What to do »
In the text on the EU vertical rules, turn the paragraph starting "The current VBER, which has been in force" into a brief bulleted list that keeps its main facts.

On July 9, 2021, the European Commission (“EC”) published for public consultation a draft revised Vertical Block Exemption Regulation (“VBER”) and draft revised guidelines on vertical restraints (“Vertical Guidelines”). The EC has made substantial revisions, in particular adjustments to the rules governing dual distribution, dual pricing, and parity obligations.

By James Killick, Tilman Kuhn & Peter Citron1

                        

On July 9, 2021, the European Commission (“EC”) published for public consultation a draft revised Vertical Block Exemption Regulation (“VBER”) and draft revised guidelines on vertical restraints (“Vertical Guidelines”). The EC has made substantial revisions, in particular adjustments to the rules governing dual distribution, dual pricing, and parity obligations.

The draft new rules aim to address the tectonic shifts over the last decade in the way business operates, in particular with the growth of e-commerce and online platforms. Emerging new distribution formats started challenging traditional brick-and-mortar shops long ago, but the industry has undergone radical change more recently with suppliers increasingly engaging in dual distribution (i.e. selling both through retailers and through their own stores, primarily online), price comparison websites offering direct purchase options, traditional online pure players opening brick-and-mortar shops, more online retailers offering sales opportunities for other retailers via online marketplaces, and the like. These new distribution formats have challenged suppliers to think about how to design their go-to-market strategy, and consider “steering measures,” such as online sales restrictions, which have been scrutinized by a number of competition authorities.

At the time of the last review of the EU vertical regime 12 years ago, a key concern was to protect online sales and ensure that suppliers could not inhibit reseller development of online sales channels. The balance has changed with the explosion in online sales, growth of online platforms, and struggling brick-and-mortar shops – a trend that has been further accelerated by the COVID-19 pandemic. The EC now considers that “online sales have developed into a well-functioning sales channel and therefore no longer needs special protection.”

 

I. THE VBER AND VERTICAL GUIDELINES

The VBER provides parties to vertical agreements (i.e. agreements entered into between businesses operating at different levels of the supply chain) with increased certainty about the compatibility of their agreements with Article 101(1) of the Treaty on the Functioning of the European Union (“TFEU”), by creating a safe harbor exemption.

If neither party’s market share exceeds 30 percent, vertical agreements, which do not contain any so-called “hardcore restrictions” (including, for example, resale price maintenance or territorial/customer restrictions), de lege benefit from an exemption. Agreements, which do not satisfy the VBER conditions, may still be compatible with Article 101(1) TFEU, but these agreements require individual assessment pursuant to Article 101 (3) TFEU.

The Vertical Guidelines aim to help companies to self-assess whether their agreements are covered by the VBER or may qualify for an individual exemption pursuant to Article 101(3) TFEU.

The current VBER, which has been in force for 11 years, expires on May 31, 2022. The draft revised VBER and draft revised Vertical Guidelines follow an extensive evaluation exercise undertaken by the EC over several years, including a 2019 public consultation, stakeholder workshop, support studies, and a working paper. The EC’s evaluation has, in particular, been focused on identifying the changes that are necessary to the EU regime as a result of the growth of online sales and new market players (such as online platforms).

Data supplied »

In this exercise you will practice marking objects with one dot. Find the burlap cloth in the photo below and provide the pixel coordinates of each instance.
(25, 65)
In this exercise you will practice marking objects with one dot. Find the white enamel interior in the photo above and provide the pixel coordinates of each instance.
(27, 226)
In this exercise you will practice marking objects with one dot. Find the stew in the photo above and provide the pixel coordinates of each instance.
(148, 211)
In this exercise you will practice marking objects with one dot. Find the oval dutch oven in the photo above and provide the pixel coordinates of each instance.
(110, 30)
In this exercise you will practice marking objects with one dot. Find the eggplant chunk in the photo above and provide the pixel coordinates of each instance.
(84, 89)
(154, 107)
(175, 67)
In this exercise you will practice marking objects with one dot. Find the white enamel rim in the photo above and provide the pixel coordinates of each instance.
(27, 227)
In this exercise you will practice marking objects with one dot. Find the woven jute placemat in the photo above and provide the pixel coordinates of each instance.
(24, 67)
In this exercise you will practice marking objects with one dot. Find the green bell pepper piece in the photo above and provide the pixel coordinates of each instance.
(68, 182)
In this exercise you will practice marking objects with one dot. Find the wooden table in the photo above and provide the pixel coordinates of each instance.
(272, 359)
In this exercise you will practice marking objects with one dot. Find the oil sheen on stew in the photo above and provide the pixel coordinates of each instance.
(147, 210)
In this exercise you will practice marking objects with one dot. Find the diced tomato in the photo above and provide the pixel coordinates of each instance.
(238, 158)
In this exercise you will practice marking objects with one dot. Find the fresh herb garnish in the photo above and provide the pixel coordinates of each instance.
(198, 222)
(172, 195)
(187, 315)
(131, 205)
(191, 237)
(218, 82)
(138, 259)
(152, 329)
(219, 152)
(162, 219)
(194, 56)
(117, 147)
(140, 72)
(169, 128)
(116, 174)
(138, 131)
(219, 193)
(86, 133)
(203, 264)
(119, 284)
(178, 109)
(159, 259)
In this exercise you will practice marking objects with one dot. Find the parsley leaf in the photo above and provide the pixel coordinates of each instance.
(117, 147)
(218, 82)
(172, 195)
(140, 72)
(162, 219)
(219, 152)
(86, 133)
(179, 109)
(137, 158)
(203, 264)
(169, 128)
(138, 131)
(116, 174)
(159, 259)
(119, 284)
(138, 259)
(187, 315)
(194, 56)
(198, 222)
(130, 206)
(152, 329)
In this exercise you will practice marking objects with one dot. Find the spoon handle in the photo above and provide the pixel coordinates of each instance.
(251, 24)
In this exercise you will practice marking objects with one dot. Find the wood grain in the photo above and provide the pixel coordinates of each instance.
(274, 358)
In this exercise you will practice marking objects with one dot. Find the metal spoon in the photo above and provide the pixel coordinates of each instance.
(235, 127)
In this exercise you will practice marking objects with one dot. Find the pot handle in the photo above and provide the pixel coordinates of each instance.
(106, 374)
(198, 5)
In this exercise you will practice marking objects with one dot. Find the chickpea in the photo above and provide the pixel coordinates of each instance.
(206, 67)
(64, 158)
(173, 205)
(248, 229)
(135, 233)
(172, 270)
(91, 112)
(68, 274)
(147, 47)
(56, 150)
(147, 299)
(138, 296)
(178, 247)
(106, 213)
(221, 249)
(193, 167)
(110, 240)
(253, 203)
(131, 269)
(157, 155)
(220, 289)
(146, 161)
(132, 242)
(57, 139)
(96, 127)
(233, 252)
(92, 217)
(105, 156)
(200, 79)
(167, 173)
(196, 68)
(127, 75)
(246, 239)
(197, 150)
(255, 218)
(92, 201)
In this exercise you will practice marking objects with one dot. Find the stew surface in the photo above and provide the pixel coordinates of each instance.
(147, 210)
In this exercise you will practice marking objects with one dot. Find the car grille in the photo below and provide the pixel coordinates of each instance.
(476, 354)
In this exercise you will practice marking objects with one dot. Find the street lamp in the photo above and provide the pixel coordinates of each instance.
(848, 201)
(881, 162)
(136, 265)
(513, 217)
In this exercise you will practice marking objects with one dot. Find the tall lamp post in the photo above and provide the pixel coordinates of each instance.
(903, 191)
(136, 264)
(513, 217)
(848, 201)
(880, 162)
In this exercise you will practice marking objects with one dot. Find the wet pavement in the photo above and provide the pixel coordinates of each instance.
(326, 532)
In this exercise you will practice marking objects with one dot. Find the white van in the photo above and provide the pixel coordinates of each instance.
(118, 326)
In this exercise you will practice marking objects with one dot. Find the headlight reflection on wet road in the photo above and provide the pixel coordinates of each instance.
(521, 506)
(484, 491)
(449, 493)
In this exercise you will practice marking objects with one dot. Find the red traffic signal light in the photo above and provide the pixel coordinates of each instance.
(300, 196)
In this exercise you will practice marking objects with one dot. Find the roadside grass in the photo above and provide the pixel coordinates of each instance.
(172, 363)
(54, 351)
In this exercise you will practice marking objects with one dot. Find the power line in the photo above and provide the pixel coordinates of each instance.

Task response »
- The current VBER has been in force for 11 years and expires on May 31, 2022.
- The draft revised VBER and Vertical Guidelines follow an extensive evaluation by the EC over several years.
- The evaluation included a 2019 public consultation, a stakeholder workshop, support studies, and a working paper.
- It focused on identifying changes the EU regime needs because of the growth of online sales and new market players such as online platforms.